TEXTE EXTRAIT:
◇ ◇ ◇
Contextualisation : c'est un végétarien virant végétalien qui écrit cette critique, qui a passé 6 mois de sa vie en alpage, dans divers troupeaux de moutons de Suisse romande


Si Vegano-sceptique peut se lire comme une réponse à Antispéciste d'Aymeric Caron, publié un an plus tôt, il est surtout le réquisitoire d'un éleveur à la tête d'un troupeau à taille humaine. Loin d'une ferme des mille vaches, entre les bocages abritant encore la huppe fasciée et les champs résonnant des cris du traquet des prés, l'auteur/éleveur appartient à un pastoralisme du territoire et se porte garant d'un artisanat séculaire.


Et c'est là que l'auteur vise juste : les militants végans nous assaillent d'images chocs d'Outre-Atlantique – celles de Home, de Cowspiracy ou encore de What the health – où l'on voit ces élevages étendus sur des kilomètres et des kilomètres. Une terre battue à perte de vue, où évoluent, agglutinés, des milliers de bovins hagards. D'immenses fermes usines, où l'industrie phagocyte totalement le rural. Or il n'y a pas que ça, la petite paysannerie subsiste encore, dans nos contrées.
◇ ◇ ◇
[Entrées d'annotation par coordonnées]
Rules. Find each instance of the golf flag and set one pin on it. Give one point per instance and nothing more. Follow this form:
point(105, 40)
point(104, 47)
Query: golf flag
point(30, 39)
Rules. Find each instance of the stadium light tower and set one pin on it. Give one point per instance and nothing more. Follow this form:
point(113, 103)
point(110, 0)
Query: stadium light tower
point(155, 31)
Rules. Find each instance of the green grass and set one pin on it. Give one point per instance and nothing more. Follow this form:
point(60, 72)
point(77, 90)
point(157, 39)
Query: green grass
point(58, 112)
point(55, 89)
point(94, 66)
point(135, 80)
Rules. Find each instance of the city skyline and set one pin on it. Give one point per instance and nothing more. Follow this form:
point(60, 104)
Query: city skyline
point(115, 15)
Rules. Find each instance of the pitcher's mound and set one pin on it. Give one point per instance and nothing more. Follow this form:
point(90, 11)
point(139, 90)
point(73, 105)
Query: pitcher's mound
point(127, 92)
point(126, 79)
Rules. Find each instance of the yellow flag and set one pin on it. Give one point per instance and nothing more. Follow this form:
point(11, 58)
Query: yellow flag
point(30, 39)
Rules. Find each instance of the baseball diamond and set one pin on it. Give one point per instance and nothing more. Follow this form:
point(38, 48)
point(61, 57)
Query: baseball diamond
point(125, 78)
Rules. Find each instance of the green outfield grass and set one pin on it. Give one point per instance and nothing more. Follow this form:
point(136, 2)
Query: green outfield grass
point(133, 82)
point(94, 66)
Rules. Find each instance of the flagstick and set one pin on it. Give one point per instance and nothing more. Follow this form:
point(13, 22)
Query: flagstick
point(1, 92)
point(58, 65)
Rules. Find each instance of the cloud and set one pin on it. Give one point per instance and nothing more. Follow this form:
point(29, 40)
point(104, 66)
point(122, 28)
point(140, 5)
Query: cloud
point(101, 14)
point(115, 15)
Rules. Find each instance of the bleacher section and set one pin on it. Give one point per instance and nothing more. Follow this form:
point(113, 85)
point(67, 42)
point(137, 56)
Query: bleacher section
◇ ◇ ◇
SÉRIE D'EXERCICES:
**1.** Recopiez la critique de Vegano-sceptique, depuis « Contextualisation : c'est » jusqu'à « d'un artisanat séculaire. ».
**2.** D'après la critique de Vegano-sceptique, à quel livre cet ouvrage peut-il se lire comme une réponse ?
**3.** Prolongez la critique de Vegano-sceptique à la suite de sa dernière phrase.

RÉSULTATS DE L'EXERCICE:
**1.**
Contextualisation : c'est un végétarien virant végétalien qui écrit cette critique, qui a passé 6 mois de sa vie en alpage, dans divers troupeaux de moutons de Suisse romande


Si Vegano-sceptique peut se lire comme une réponse à Antispéciste d'Aymeric Caron, publié un an plus tôt, il est surtout le réquisitoire d'un éleveur à la tête d'un troupeau à taille humaine. Loin d'une ferme des mille vaches, entre les bocages abritant encore la huppe fasciée et les champs résonnant des cris du traquet des prés, l'auteur/éleveur appartient à un pastoralisme du territoire et se porte garant d'un artisanat séculaire.

**2.** À Antispéciste d'Aymeric Caron, publié un an plus tôt.

**3.**
Nos alpages sont toujours broutés, gardés par des bergers vivant chichement. Des exploitations de montagne, diversifiées, multiples, n'ont pas encore tout cédé au grand capital. Le pastoralisme subsiste. La viande, le lait, les œufs locaux sont là, si on les cherche.


Mais...
Le talon d'Achille de l'élevage extensif vient de la législation : on n'abat des animaux que dans les abattoirs contrôlés. Point. C'est la loi.
D'où les interminables transports d'animaux. D'où l'arrachage des animaux à leur environnement pour vivre leurs dernières heures dans le stress, le bruit, la mort. D'où les images effroyables de L214. D'où les conditions de travail inhumaines des employés d'abattoirs, sous le joug dictatorial d'une loi appelée "cadence".


Tout ce que le livre soutient s'effondre à cause de cela. Toute la passion de l'auteur qui, on n'en doute pas, anime un pan important de la profession, s'écroule face à cet impératif logistique et législatif, menant inéluctablement à des conditions anormales. Amorales.


Vegano-sceptique n'en reste pas moins un livre passionnant écrit par un passionné. Il est intéressant par ce qu'il soulève, notamment du point de vue moral. Dans la suite de cette critique, je vais m'atteler à quelques points du livre qui m'ont fait tiquer :


Il questionne : comment le véganisme pourrait-il devenir une prescription morale s'il ne peut prétendre à l'universalité ?, en prétendant que l'universalité lui est impossible à cause des traditions de certains peuples (Samis par exemple) vivant dans des endroits où seul l'élevage leur permet de survivre.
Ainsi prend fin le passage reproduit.